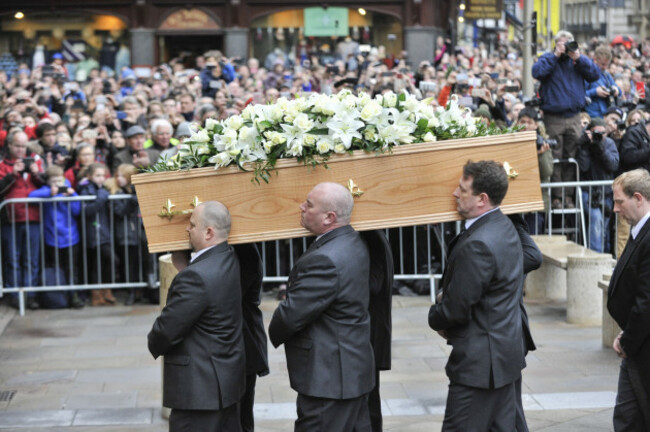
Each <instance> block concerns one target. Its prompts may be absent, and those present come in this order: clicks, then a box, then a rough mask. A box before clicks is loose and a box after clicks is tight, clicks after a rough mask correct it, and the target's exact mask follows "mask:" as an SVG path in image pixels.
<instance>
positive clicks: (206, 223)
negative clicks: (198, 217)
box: [201, 201, 230, 239]
mask: <svg viewBox="0 0 650 432" xmlns="http://www.w3.org/2000/svg"><path fill="white" fill-rule="evenodd" d="M201 207H203V211H202V212H201V223H202V224H203V227H204V228H208V227H211V228H213V229H214V230H215V231H216V232H217V233H219V235H220V236H221V237H223V238H224V239H227V238H228V235H229V234H230V212H229V211H228V208H227V207H226V206H225V205H223V204H222V203H220V202H219V201H206V202H204V203H202V204H201Z"/></svg>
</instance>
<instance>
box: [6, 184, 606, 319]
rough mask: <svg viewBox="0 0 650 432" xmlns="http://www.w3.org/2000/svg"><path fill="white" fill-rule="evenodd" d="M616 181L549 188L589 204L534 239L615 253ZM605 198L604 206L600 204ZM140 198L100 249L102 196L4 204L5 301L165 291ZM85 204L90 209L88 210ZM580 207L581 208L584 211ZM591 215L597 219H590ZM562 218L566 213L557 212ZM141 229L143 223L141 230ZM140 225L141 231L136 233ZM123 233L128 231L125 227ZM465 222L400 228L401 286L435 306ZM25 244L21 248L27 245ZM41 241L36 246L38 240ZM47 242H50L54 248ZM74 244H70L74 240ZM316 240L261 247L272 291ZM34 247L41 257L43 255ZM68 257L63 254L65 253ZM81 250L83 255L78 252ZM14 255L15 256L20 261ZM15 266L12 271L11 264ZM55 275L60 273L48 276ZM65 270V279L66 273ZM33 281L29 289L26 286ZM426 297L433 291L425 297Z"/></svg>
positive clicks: (394, 241) (399, 240) (289, 242)
mask: <svg viewBox="0 0 650 432" xmlns="http://www.w3.org/2000/svg"><path fill="white" fill-rule="evenodd" d="M611 183H612V181H611V180H608V181H592V182H566V183H544V184H542V193H543V194H545V195H547V196H549V197H550V195H551V189H555V188H561V189H562V196H564V195H565V194H568V193H570V192H571V193H573V196H581V197H582V199H580V200H575V202H576V204H578V206H579V208H578V210H579V211H567V210H571V209H549V210H548V211H545V212H539V213H529V214H526V215H525V218H526V220H527V222H528V224H529V228H530V231H531V233H533V234H547V235H552V234H564V235H567V236H568V237H569V239H571V240H573V241H576V242H578V243H581V244H584V245H589V246H590V247H593V248H601V249H602V250H603V251H605V252H610V251H611V252H614V250H613V249H612V248H613V246H611V247H610V246H608V245H611V244H615V242H613V241H612V240H613V239H615V231H614V230H615V226H616V224H615V223H614V222H615V215H614V214H613V212H612V211H611V208H612V207H613V206H612V205H611V200H610V199H609V198H608V197H610V196H611ZM598 196H600V197H601V198H602V197H604V199H599V200H598V199H597V198H598ZM132 197H133V196H132V195H111V196H110V197H109V215H108V223H109V227H108V233H109V237H110V238H109V241H108V243H106V244H105V245H104V250H103V251H102V248H101V247H97V248H92V247H90V246H91V243H93V242H91V241H90V236H91V235H94V236H95V238H94V240H95V242H94V244H97V243H100V241H98V240H100V239H99V237H100V236H101V228H102V227H101V226H99V227H98V224H99V225H100V217H99V215H96V216H95V217H94V218H89V217H87V214H86V207H87V204H89V203H92V202H94V201H95V199H96V197H95V196H78V197H57V198H43V199H41V198H23V199H10V200H5V201H3V202H1V203H0V214H3V218H2V221H3V222H0V225H1V228H2V230H1V231H0V239H1V240H2V249H1V250H0V262H2V263H3V269H2V270H3V271H2V272H0V296H2V295H4V293H13V294H17V295H18V308H19V310H20V313H21V315H22V314H24V311H25V300H26V299H25V297H26V296H29V295H30V294H31V293H38V292H43V291H78V290H91V289H104V288H111V289H124V288H145V287H153V286H155V285H156V284H157V277H158V271H157V264H158V263H157V260H156V259H155V257H154V256H151V255H149V254H148V252H147V250H146V243H145V241H146V239H145V235H144V230H143V228H142V226H141V224H140V223H139V219H138V218H137V216H134V215H130V216H128V217H125V216H122V215H120V214H117V213H119V212H117V213H116V207H118V208H119V207H120V204H124V202H125V201H126V200H131V199H133V198H132ZM74 202H79V203H81V206H80V207H81V209H80V212H79V215H78V216H75V215H73V211H72V209H71V205H70V204H71V203H74ZM84 203H85V204H86V205H84ZM45 205H52V206H55V209H56V210H59V207H60V206H65V207H66V209H65V211H64V212H63V214H64V216H66V218H67V220H72V219H75V220H76V222H77V228H78V231H79V242H78V243H77V244H76V246H75V247H71V248H57V247H56V245H57V244H59V245H63V244H66V245H67V244H68V243H70V242H69V241H68V242H65V241H63V240H66V239H61V238H59V237H57V236H58V233H57V231H56V230H55V231H54V234H53V235H54V237H52V232H51V230H49V234H47V235H46V231H48V228H47V226H46V225H47V222H46V221H44V216H45V214H44V206H45ZM16 206H24V210H25V211H27V209H28V207H29V206H32V207H33V206H36V207H37V208H38V212H39V216H40V221H39V222H31V223H30V222H15V223H11V222H9V223H7V222H6V220H7V219H8V218H9V220H13V219H14V218H13V217H12V216H15V214H16V210H17V207H16ZM578 206H577V207H578ZM584 209H589V212H588V213H587V212H584ZM556 210H562V211H556ZM136 222H137V223H136ZM130 224H135V225H136V226H131V225H130ZM118 225H121V226H118ZM460 227H461V225H460V222H450V223H443V224H435V225H421V226H415V227H403V228H393V229H387V230H385V232H386V235H387V237H388V239H389V242H390V244H391V248H392V252H393V257H394V262H395V269H394V270H395V279H396V280H397V281H399V282H398V283H403V284H414V282H415V281H421V282H420V285H419V287H420V288H422V284H424V285H425V286H426V284H427V282H428V291H429V293H430V295H431V298H432V299H433V297H434V295H435V291H436V289H435V288H436V285H437V282H438V281H439V280H440V279H441V278H442V271H443V269H444V267H445V263H446V247H445V245H446V243H447V242H448V241H449V240H450V239H451V238H452V237H453V236H455V235H456V233H457V232H459V231H460ZM118 231H119V233H123V234H124V236H123V237H122V238H120V239H118V238H116V237H118V236H116V233H117V232H118ZM21 237H22V238H24V242H23V243H20V238H21ZM34 237H36V239H34ZM46 237H48V238H49V243H54V247H52V244H48V242H47V241H46ZM67 240H70V239H69V238H68V239H67ZM309 241H310V240H308V239H307V238H300V239H292V240H278V241H272V242H263V243H260V244H259V249H260V253H261V255H262V260H263V263H264V279H263V281H264V282H265V283H267V284H281V283H283V282H286V280H287V278H288V275H289V270H290V269H291V267H292V266H293V264H294V262H295V260H296V259H298V257H300V255H301V254H302V253H303V252H304V251H305V250H306V249H307V247H308V243H309ZM17 246H19V249H20V250H19V252H21V255H20V256H21V257H23V258H24V260H25V261H24V262H23V261H21V262H20V263H19V264H21V265H19V266H16V265H10V264H11V263H15V262H16V261H15V259H14V258H15V252H16V247H17ZM34 247H36V248H37V249H38V253H37V254H35V253H34V252H35V251H34V250H32V249H33V248H34ZM59 249H63V251H61V250H59ZM75 249H76V250H75ZM12 254H13V255H12ZM8 263H9V264H8ZM52 268H54V269H55V270H54V273H53V275H54V276H53V277H52V272H51V271H50V270H46V269H52ZM56 269H61V271H62V272H61V274H60V273H59V270H56ZM26 279H28V281H27V282H25V280H26ZM423 291H426V290H423Z"/></svg>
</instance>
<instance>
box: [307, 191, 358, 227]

- [TASK DIRECTIONS]: Copy out all the data without changing anything, and drop the pictures.

- [TASK SOLUTION]:
Each <instance> block concerns one target. Its prompts may be absent, and those present come in this order: clicks, then a box, then a rough mask. A box before clicks is loose and a box after clicks is tight, clicks after a rough mask correct it, and the target's exact mask follows "mask:" as an SVG path in image pixels.
<instance>
positive clicks: (206, 223)
negative clicks: (198, 217)
box: [201, 201, 230, 239]
mask: <svg viewBox="0 0 650 432" xmlns="http://www.w3.org/2000/svg"><path fill="white" fill-rule="evenodd" d="M201 207H203V211H202V212H201V223H202V224H203V227H204V228H208V227H211V228H213V229H214V230H215V231H216V232H217V233H219V235H220V236H221V237H223V238H224V239H227V238H228V235H229V234H230V212H229V211H228V208H227V207H226V206H225V205H223V204H222V203H220V202H219V201H206V202H204V203H202V204H201Z"/></svg>
</instance>
<instance>
box: [6, 184, 606, 319]
rough mask: <svg viewBox="0 0 650 432" xmlns="http://www.w3.org/2000/svg"><path fill="white" fill-rule="evenodd" d="M616 181L549 188L589 204L534 239L615 253ZM605 198L604 206L600 204ZM140 198L100 249L102 196L4 204L5 301L165 291ZM85 204L90 209L88 210ZM580 207L581 208L584 211ZM591 215L597 219H590ZM562 218L566 213L557 212ZM141 229L143 223L141 230ZM140 225L141 231L136 233ZM123 233L128 231L125 227ZM465 222L400 228L401 286L435 306ZM25 244L21 248L27 245ZM41 241L36 246L38 240ZM47 242H50L54 248ZM74 244H70L74 240ZM316 240L261 247L272 291ZM34 247L41 257L43 255ZM68 257L63 254L65 253ZM81 250L83 255L78 252ZM14 255L15 256L20 261ZM15 266L12 271L11 264ZM55 275L60 273L48 276ZM65 270V279L66 273ZM33 281L29 289L26 286ZM426 297L433 291L425 297Z"/></svg>
positive clicks: (394, 241) (399, 240) (289, 242)
mask: <svg viewBox="0 0 650 432" xmlns="http://www.w3.org/2000/svg"><path fill="white" fill-rule="evenodd" d="M611 183H612V181H611V180H608V181H592V182H566V183H544V184H542V193H543V194H545V195H547V196H549V197H550V195H551V189H555V188H561V189H562V196H564V195H565V194H568V193H570V192H571V193H573V196H581V197H582V199H580V200H575V202H576V204H578V206H579V208H578V210H579V211H567V210H571V209H549V210H548V211H545V212H539V213H529V214H526V215H525V218H526V220H527V222H528V224H529V228H530V231H531V233H533V234H547V235H552V234H564V235H567V236H568V237H569V239H571V240H573V241H576V242H578V243H581V244H584V245H589V246H590V247H593V248H601V249H602V250H603V251H605V252H610V251H611V252H614V250H613V249H612V248H613V246H611V247H610V246H608V245H611V244H615V242H613V241H612V240H613V239H615V231H614V230H615V226H616V224H615V223H614V222H615V215H614V214H613V212H612V211H611V208H612V207H613V206H612V205H611V200H610V199H609V198H608V197H610V196H611ZM598 196H600V197H601V198H602V197H604V199H599V200H598V199H597V198H598ZM132 197H133V196H132V195H111V196H110V197H109V215H108V223H109V227H108V233H109V237H110V238H109V241H108V243H106V244H105V245H104V250H103V251H102V248H101V247H97V248H92V247H90V246H91V243H93V242H91V241H90V236H91V235H94V236H95V238H94V240H95V242H94V244H97V243H100V241H98V240H100V239H99V237H100V236H101V228H102V227H101V226H99V227H98V224H99V225H100V217H99V215H96V216H95V217H94V218H89V217H87V214H86V207H87V204H89V203H92V202H94V201H95V199H96V197H95V196H78V197H57V198H43V199H41V198H23V199H10V200H5V201H3V202H1V203H0V214H3V218H2V221H3V222H0V225H1V228H2V230H1V231H0V239H1V240H2V249H1V250H0V262H2V263H3V269H2V270H3V271H2V272H0V296H2V295H4V293H13V294H17V295H18V308H19V310H20V313H21V315H22V314H24V311H25V300H26V299H25V297H26V296H29V295H30V294H31V293H38V292H43V291H78V290H91V289H104V288H111V289H124V288H145V287H153V286H155V285H156V284H157V277H158V271H157V264H158V263H157V260H156V259H155V257H154V256H151V255H149V254H148V252H147V250H146V243H145V241H146V239H145V235H144V230H143V228H142V226H141V224H140V223H139V219H138V218H137V216H134V215H130V216H128V217H125V216H122V215H120V214H117V213H119V212H117V213H116V207H118V208H119V207H120V204H124V202H125V201H126V200H131V199H133V198H132ZM74 202H79V203H81V206H80V207H81V209H80V212H79V215H78V216H75V215H73V211H72V209H71V205H70V204H71V203H74ZM84 203H85V204H86V205H84ZM45 205H52V206H55V209H56V210H59V207H60V206H65V207H66V209H65V211H64V212H63V214H64V216H66V218H67V220H72V219H75V220H76V222H77V228H78V231H79V242H78V243H77V244H76V246H75V247H71V248H57V247H56V245H57V244H59V245H63V244H66V245H67V244H68V243H70V242H69V241H68V242H65V241H63V240H66V239H61V238H59V237H57V236H58V233H57V231H56V230H55V231H54V234H53V235H54V237H52V232H51V230H49V234H47V235H46V231H48V228H47V226H46V225H47V222H46V221H44V216H45V214H44V206H45ZM16 206H24V210H25V211H27V209H28V207H29V206H32V207H33V206H36V207H37V208H38V212H39V216H40V221H39V222H31V223H30V222H15V223H11V222H9V223H7V222H6V220H7V219H8V218H9V220H13V219H14V218H13V217H12V216H15V214H16V210H17V207H16ZM578 206H577V207H578ZM584 209H589V212H588V213H587V212H584ZM556 210H562V211H556ZM136 222H137V223H136ZM130 224H135V225H136V226H131V225H130ZM118 225H121V226H118ZM460 227H461V225H460V222H450V223H443V224H435V225H421V226H415V227H403V228H393V229H387V230H385V232H386V235H387V237H388V239H389V242H390V244H391V248H392V252H393V257H394V262H395V269H394V270H395V279H396V280H397V281H399V282H398V283H403V284H414V282H415V281H421V282H420V285H419V287H420V288H422V284H424V285H425V286H426V284H427V282H428V291H429V293H430V295H431V298H432V299H433V297H434V295H435V291H436V289H435V288H436V285H437V282H438V281H439V280H440V279H441V278H442V271H443V269H444V267H445V263H446V247H445V245H446V243H447V242H448V241H449V240H450V239H451V238H452V237H453V236H455V235H456V233H457V232H459V231H460ZM118 231H119V233H123V234H124V236H123V237H122V238H120V239H118V238H116V237H118V236H116V233H117V232H118ZM21 237H22V238H24V242H23V243H20V238H21ZM34 237H36V239H34ZM46 237H48V238H49V243H54V247H52V244H48V242H47V241H46ZM67 240H70V239H69V238H68V239H67ZM309 241H310V240H308V239H307V238H300V239H292V240H278V241H272V242H263V243H260V244H259V249H260V253H261V255H262V260H263V263H264V279H263V281H264V282H265V283H267V284H281V283H283V282H286V280H287V278H288V275H289V270H290V269H291V267H292V266H293V264H294V262H295V260H296V259H298V257H300V255H301V254H302V253H303V252H304V251H305V250H306V249H307V247H308V243H309ZM17 246H19V249H20V250H19V252H21V255H20V256H21V257H23V258H24V260H25V261H24V262H23V261H21V262H20V263H19V264H21V265H19V266H16V265H10V264H11V263H15V262H16V261H15V259H14V258H15V252H16V247H17ZM34 247H36V248H37V249H38V253H37V254H35V253H34V252H35V251H34V250H32V249H33V248H34ZM59 249H63V251H61V250H59ZM75 249H76V250H75ZM12 254H13V255H12ZM8 263H9V264H8ZM52 268H54V269H55V270H54V273H53V275H54V276H53V277H52V272H51V271H50V270H46V269H52ZM56 269H61V271H62V272H61V274H60V273H59V270H56ZM26 279H28V281H27V282H25V280H26ZM423 291H426V290H423Z"/></svg>
</instance>
<instance>
box: [307, 191, 358, 227]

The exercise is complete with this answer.